— BEGIN Data section —
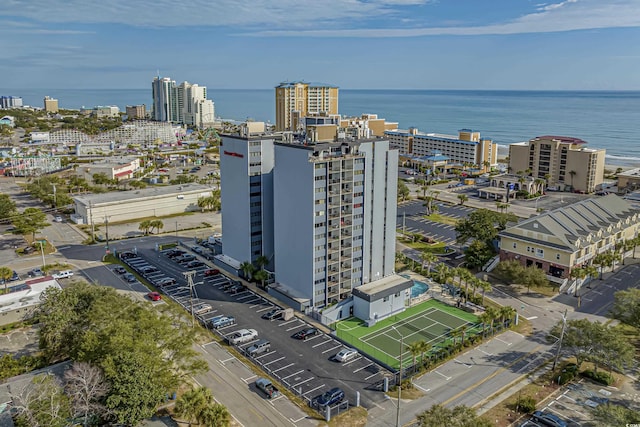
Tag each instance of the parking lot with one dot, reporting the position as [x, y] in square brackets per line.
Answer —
[304, 366]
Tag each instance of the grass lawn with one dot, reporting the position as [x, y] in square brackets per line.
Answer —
[443, 219]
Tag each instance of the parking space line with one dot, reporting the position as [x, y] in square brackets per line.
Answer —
[313, 389]
[284, 367]
[302, 382]
[274, 361]
[286, 323]
[332, 348]
[322, 343]
[289, 376]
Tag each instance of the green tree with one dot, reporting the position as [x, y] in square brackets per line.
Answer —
[7, 206]
[626, 306]
[31, 222]
[460, 416]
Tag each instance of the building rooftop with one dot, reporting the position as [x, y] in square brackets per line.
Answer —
[150, 192]
[376, 290]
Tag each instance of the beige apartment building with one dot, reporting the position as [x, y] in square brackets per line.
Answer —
[136, 111]
[563, 239]
[563, 161]
[466, 148]
[50, 105]
[295, 100]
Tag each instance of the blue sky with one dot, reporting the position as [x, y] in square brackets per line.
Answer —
[355, 44]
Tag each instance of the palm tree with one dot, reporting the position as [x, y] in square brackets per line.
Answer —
[248, 269]
[506, 313]
[414, 348]
[5, 274]
[428, 258]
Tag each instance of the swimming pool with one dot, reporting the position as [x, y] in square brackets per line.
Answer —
[418, 288]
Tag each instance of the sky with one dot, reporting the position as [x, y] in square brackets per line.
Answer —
[354, 44]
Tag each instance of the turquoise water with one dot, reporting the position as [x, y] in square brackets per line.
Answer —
[605, 119]
[418, 288]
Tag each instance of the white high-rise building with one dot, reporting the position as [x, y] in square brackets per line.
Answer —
[186, 103]
[324, 215]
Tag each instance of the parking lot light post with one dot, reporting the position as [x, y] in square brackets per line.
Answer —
[399, 378]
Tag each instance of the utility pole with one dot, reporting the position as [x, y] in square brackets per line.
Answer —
[189, 275]
[564, 325]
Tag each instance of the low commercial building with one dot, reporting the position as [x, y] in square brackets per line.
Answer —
[563, 239]
[23, 298]
[466, 148]
[115, 168]
[562, 161]
[135, 204]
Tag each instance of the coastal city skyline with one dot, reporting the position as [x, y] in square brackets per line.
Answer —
[412, 44]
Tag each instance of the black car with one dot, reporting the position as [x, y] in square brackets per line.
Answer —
[195, 264]
[306, 333]
[274, 313]
[331, 397]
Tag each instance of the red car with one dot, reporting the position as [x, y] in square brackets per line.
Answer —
[154, 296]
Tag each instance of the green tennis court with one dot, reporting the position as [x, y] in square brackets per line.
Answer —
[430, 321]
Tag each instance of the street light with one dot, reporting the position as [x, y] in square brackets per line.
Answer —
[399, 377]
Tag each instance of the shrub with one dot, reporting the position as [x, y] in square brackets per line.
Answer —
[525, 404]
[600, 377]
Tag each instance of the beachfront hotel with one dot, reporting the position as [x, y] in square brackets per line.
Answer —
[323, 214]
[563, 161]
[465, 148]
[295, 100]
[185, 103]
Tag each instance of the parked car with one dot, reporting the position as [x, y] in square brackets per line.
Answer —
[224, 321]
[195, 264]
[154, 296]
[166, 281]
[236, 289]
[62, 274]
[211, 272]
[129, 277]
[242, 336]
[119, 269]
[305, 333]
[345, 355]
[202, 308]
[260, 347]
[36, 272]
[331, 397]
[548, 419]
[272, 314]
[185, 258]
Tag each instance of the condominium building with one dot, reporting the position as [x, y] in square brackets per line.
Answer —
[563, 161]
[136, 112]
[10, 102]
[467, 148]
[295, 100]
[50, 105]
[323, 214]
[185, 103]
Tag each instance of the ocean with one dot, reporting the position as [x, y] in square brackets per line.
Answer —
— END Data section —
#### Written problem:
Retype every one of the lines above word for word, and leave out any picture.

#### The solution:
Tag each instance of the parking lot with one dot, reporting the position as [x, y] in square brackets per line.
Answer —
[304, 366]
Tag each instance of the grass lawn with one dot, reporting the position as [x, y] in square brackets per line.
Answer —
[443, 219]
Tag each instance of the parking space line with one dot, reporting the position as [x, y] in square brackets per line.
Answer —
[313, 389]
[284, 367]
[302, 382]
[274, 361]
[286, 323]
[332, 348]
[322, 343]
[289, 376]
Tag each instance of the green tree with one dot, reporting the position as [x, y] in square brackets per line.
Answer —
[7, 206]
[626, 306]
[31, 222]
[460, 416]
Tag each instance of the building rooftop with one dot, reporting the position as [x, y] in square brackets per line.
Answer —
[150, 192]
[376, 290]
Tag each instance of the beige apartment building with one dot, reporting the position as [x, y] in square brackets per line.
Answer —
[136, 111]
[563, 239]
[563, 161]
[466, 148]
[50, 105]
[295, 100]
Tag each instance of the blue sky with one dot, reporting the position as [x, y] in square brackets per line.
Answer —
[355, 44]
Tag each instance of the palm tree with one dot, reporting the position as [x, y] in square brackets per line.
Answer —
[248, 269]
[506, 313]
[414, 348]
[5, 274]
[428, 258]
Tag each instance of the swimming pool with one dot, reporting the position as [x, y] in square brackets per line.
Answer —
[418, 288]
Tag each instance of the sky with one dot, reporting the position as [x, y] in square brackets per line.
Answer —
[354, 44]
Tag each instance of the turquoise water with one dot, reporting the position as [x, y] in square brackets per line.
Answer —
[605, 119]
[418, 288]
Tag each instance of the white high-rise building with one dot, reporting the position as [x, y] in square brackets per line.
Answer —
[186, 103]
[324, 215]
Tag each instance of the parking lot light post with one dot, reporting the position as [x, y] in square brackets per line.
Answer —
[399, 378]
Tag each instance of the utility pole with one dot, reporting the position as [x, y] in square brackets per line.
Answer —
[189, 275]
[564, 325]
Tag each instance of the low commercial building with one dot, reporting the position as [x, y] in square brackets per line.
Answer —
[563, 239]
[23, 298]
[466, 148]
[115, 168]
[562, 161]
[135, 204]
Tag each instance of the coastal city skyline with one dot, reporting the position as [x, y] in square brackets per line.
Answer —
[412, 44]
Tag each instance of the black car with one dot, reporting the position as [x, y] in square brackets per line.
Answer —
[195, 264]
[306, 333]
[274, 313]
[331, 397]
Tag each instance of the red car with one dot, reporting the position as [x, y] in square brackets per line.
Answer —
[154, 296]
Tag each instance of the green tennis court with one dot, reporting the position as [x, y] in square brackets per line.
Answer —
[430, 321]
Tag each instance of the street light with one dot, reporting the position as [x, y] in square brackets per line.
Answer —
[399, 377]
Tag each instance of the shrub with one dot, reporting the position as [x, y] in square brackets per line.
Answer —
[525, 404]
[600, 377]
Tag each instance of the beachfront hotel with one dot, reporting the position as [x, y] in square brackets per line.
Answer —
[323, 214]
[563, 161]
[465, 148]
[295, 100]
[185, 103]
Tag each instance of the parked car with one dot, reporting the position as [x, y] in square brackets per line.
Answer —
[224, 321]
[195, 264]
[154, 296]
[166, 281]
[236, 289]
[62, 274]
[211, 272]
[129, 277]
[242, 336]
[119, 269]
[305, 333]
[345, 355]
[202, 308]
[260, 347]
[36, 272]
[331, 397]
[548, 419]
[272, 314]
[185, 258]
Tag each instance of the condominium building with one dot, reporting the position as [x, y] in square brackets per line.
Answer —
[563, 161]
[136, 112]
[10, 102]
[467, 148]
[295, 100]
[50, 105]
[323, 214]
[185, 103]
Tag each instance of the ocean with one dot, reporting the position as [x, y] in square brackets per line.
Answer —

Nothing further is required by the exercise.